Goal of the exercise — Rewrite the entries from the line containing "Scan the image provided and answer: is any green stem" through the final line of the entries, inclusive. Scale every bounding-box coordinate value by 2.35 and round it to a whole number, with halves rounded up, keeping all other text unchanged.

Excerpts from a detection dataset:
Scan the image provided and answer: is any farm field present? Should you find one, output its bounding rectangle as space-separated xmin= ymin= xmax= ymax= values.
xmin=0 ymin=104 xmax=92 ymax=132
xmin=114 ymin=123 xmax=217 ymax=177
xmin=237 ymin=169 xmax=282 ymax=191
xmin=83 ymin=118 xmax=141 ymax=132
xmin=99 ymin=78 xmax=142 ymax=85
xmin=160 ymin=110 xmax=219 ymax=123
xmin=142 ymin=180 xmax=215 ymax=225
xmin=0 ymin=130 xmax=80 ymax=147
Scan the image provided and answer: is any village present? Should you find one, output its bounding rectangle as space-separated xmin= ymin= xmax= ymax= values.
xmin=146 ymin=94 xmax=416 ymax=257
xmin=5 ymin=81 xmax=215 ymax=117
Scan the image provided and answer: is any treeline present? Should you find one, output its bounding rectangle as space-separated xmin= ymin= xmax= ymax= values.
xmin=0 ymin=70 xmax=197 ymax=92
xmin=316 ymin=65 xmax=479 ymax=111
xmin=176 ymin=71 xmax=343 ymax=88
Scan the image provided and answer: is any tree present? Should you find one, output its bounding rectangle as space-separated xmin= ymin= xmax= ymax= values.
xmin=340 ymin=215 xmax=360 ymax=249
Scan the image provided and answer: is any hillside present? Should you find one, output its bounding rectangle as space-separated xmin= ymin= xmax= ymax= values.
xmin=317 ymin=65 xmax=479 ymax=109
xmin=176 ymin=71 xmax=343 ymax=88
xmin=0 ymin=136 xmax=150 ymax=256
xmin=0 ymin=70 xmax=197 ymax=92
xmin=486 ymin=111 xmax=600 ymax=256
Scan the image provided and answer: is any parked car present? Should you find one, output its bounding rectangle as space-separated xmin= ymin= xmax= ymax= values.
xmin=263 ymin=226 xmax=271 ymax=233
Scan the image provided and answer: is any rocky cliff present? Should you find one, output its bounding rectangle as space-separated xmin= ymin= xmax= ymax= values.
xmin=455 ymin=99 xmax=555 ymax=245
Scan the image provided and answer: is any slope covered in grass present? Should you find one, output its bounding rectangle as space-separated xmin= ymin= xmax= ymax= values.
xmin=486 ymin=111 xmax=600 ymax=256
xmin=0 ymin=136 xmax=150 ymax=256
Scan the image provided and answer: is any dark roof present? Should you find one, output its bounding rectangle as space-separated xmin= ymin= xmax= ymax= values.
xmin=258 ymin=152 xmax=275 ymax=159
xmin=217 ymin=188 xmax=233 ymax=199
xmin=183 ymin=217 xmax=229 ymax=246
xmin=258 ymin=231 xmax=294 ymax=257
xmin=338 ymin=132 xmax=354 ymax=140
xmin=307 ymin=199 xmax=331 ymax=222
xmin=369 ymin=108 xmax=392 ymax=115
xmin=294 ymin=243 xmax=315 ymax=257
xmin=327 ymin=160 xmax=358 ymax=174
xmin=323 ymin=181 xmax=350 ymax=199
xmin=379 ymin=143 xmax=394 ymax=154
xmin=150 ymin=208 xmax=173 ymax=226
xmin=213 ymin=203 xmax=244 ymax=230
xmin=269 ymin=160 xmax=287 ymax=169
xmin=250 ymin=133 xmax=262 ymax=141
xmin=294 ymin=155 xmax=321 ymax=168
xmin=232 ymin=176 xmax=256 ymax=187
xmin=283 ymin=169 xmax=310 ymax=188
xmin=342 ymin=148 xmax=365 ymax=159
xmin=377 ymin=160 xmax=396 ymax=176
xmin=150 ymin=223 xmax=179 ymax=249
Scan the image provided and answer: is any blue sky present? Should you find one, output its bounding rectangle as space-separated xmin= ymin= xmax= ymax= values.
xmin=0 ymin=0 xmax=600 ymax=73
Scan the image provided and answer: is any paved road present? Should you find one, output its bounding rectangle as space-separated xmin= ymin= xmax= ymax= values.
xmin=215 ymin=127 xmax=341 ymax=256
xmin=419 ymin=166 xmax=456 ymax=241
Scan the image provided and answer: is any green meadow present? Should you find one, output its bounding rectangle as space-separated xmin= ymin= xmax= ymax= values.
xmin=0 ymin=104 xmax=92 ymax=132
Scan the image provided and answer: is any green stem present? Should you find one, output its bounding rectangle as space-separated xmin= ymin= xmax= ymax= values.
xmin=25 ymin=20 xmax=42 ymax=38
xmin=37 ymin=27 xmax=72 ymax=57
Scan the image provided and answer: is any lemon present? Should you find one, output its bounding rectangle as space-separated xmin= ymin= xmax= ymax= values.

Completed task —
Scan the image provided and answer: is any green stem present? Should you find one, output its bounding rectangle as space-separated xmin= ymin= xmax= ymax= values.
xmin=59 ymin=47 xmax=99 ymax=89
xmin=87 ymin=63 xmax=169 ymax=134
Scan the image provided and answer: is any lemon present? Should you find one, output its bounding rectangle as space-separated xmin= ymin= xmax= ymax= values.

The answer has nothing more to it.